### REQUIREMENTS:
Pick out each line of the records that contains the word "instance", matching case exactly.

### RECORDS SUPPLIED:

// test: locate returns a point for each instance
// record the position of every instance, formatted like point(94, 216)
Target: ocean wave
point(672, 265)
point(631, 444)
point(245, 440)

### TASK OUTPUT:
// test: locate returns a point for each instance
// record the position of every instance, formatted like point(94, 216)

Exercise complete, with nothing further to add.